__Tarefas a resolver__:
A) De acordo com o texto sobre a gourmetização religiosa, que movimento impulsionou muito a democratização da interpretação privada do divino?
B) Transcreva a parte do texto sobre a gourmetização religiosa que começa em "Em Pindorama, e" e vai até "primitivos, grosseiros, anticristãos.".

"Eu, porém, vos digo: Amai a vossos inimigos, bendizei os que vos maldizem, fazei bem aos que vos odeiam e orai pelos que vos maltratam e vos perseguem"[1]
Um fenômeno moderno e ocidental, levado ao extremo no século XXI, chama muita atenção: palavras religiosas viraram uma apropriação subjetiva, pois cada um pinta Jesus com sua própria cor. A democratização da interpretação privada do divino (muito impulsionada pela Reforma Protestante, mas com raízes mais antigas) foi tão banalizada que chegamos ao ponto de um fiel considerar-se religioso e defender tortura, execução, pena de morte e uso de arma pessoal. Em outras palavras, elogia-se a defesa da mesma barbárie que crucificou Cristo. Vivemos em tempos de balbúrdia!
Em Pindorama, e alhures, a gourmetização religiosa, particularmente a cristã, é uma subjetivação bel prazerosa e premium da figura de Jesus, ao gosto do fiel degustador. Hoje, basta apenas ter alguma fé no divino encarnado sem a devida prática da compaixão, reflexão e aprofundamento bíblico - que deveria fazer parte da compreensão das santas revelações. Tornou-se regra ignorar ou modificar as sábias palavras de Cristo e mesmo assim considerar-se um seguidor. O devoto louva a ignorância sobre os fatos e adere aos sentimentos mais primitivos, grosseiros, anticristãos.

__Dados fornecidos__:
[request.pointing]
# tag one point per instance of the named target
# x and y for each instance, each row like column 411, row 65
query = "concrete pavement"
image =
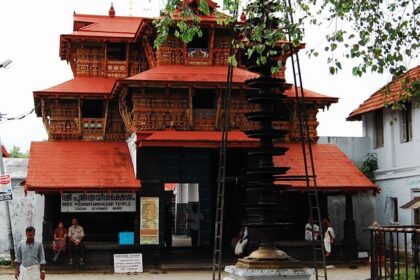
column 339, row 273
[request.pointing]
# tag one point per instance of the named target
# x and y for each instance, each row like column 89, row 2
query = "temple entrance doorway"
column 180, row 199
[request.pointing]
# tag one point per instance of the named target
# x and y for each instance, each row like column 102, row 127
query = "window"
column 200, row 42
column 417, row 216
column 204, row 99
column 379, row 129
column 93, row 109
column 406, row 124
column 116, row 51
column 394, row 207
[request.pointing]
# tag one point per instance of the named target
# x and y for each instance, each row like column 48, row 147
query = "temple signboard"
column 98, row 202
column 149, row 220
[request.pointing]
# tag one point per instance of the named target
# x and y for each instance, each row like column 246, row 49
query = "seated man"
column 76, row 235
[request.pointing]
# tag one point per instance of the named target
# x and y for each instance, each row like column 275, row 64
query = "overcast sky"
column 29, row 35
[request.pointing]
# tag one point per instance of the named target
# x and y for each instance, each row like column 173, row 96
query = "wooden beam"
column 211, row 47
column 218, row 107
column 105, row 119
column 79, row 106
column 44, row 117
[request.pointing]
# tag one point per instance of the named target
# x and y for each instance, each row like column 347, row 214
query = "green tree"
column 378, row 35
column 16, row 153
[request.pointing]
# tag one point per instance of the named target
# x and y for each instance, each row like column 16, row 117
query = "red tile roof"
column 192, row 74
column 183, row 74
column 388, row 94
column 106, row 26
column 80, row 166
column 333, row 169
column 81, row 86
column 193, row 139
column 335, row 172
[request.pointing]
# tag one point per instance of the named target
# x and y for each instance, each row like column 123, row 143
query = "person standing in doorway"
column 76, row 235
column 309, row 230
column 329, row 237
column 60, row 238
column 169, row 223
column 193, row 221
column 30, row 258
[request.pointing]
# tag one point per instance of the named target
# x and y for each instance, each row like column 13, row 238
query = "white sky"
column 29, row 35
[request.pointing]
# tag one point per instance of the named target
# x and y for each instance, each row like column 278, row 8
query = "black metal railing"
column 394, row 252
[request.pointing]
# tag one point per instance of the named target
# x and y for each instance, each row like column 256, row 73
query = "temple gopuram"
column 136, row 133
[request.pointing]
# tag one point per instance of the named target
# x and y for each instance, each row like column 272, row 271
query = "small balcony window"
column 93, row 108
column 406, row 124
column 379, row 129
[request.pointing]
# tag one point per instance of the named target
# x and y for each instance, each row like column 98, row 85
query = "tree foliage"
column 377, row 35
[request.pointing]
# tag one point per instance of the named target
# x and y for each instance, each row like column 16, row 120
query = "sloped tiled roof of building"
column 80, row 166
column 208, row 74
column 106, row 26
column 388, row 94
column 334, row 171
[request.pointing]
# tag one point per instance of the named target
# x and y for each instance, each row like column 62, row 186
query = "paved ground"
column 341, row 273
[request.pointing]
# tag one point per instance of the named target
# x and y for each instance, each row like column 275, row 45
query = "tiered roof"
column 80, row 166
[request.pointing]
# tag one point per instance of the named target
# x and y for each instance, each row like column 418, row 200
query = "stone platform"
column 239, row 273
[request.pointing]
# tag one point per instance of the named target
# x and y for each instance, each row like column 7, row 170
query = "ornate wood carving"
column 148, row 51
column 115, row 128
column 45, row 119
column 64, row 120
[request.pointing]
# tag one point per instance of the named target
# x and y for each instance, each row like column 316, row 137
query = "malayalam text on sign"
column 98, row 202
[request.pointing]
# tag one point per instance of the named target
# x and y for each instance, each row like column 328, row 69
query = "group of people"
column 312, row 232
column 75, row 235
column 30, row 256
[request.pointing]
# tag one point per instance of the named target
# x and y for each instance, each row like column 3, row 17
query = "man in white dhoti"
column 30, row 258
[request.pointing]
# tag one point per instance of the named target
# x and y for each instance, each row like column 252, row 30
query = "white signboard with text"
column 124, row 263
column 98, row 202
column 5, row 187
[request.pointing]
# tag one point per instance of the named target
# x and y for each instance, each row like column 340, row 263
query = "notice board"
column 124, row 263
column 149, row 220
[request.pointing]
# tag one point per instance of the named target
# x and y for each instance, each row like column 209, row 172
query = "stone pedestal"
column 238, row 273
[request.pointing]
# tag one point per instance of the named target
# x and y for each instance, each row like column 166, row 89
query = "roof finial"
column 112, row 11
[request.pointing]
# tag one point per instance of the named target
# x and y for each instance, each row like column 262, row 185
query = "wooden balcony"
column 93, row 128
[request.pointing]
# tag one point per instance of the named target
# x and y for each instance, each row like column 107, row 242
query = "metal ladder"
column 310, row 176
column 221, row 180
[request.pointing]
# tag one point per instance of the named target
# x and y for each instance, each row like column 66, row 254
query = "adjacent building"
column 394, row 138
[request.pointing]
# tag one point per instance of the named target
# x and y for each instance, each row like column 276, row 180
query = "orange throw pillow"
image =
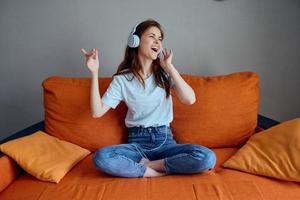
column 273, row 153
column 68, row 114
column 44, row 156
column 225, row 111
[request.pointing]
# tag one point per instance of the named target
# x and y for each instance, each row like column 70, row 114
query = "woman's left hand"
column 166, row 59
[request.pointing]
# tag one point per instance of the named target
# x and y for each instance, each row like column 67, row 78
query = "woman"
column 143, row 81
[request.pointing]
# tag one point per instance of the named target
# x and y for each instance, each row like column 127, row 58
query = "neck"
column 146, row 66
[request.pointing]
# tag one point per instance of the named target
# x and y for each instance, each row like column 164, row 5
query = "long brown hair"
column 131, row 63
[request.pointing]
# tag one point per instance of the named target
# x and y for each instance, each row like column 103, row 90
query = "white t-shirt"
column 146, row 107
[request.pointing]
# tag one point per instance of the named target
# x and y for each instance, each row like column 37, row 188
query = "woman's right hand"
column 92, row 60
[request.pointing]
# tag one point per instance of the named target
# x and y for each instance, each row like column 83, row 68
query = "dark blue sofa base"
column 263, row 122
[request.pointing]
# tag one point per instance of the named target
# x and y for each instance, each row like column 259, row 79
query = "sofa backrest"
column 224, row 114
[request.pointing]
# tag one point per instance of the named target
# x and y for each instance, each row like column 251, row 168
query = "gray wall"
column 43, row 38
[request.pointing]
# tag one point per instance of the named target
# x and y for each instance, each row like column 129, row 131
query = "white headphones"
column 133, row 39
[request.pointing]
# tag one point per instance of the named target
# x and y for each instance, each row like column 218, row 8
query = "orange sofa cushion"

__Respostas a seguir__:
A) A Reforma Protestante.

B)
Em Pindorama, e alhures, a gourmetização religiosa, particularmente a cristã, é uma subjetivação bel prazerosa e premium da figura de Jesus, ao gosto do fiel degustador. Hoje, basta apenas ter alguma fé no divino encarnado sem a devida prática da compaixão, reflexão e aprofundamento bíblico - que deveria fazer parte da compreensão das santas revelações. Tornou-se regra ignorar ou modificar as sábias palavras de Cristo e mesmo assim considerar-se um seguidor. O devoto louva a ignorância sobre os fatos e adere aos sentimentos mais primitivos, grosseiros, anticristãos.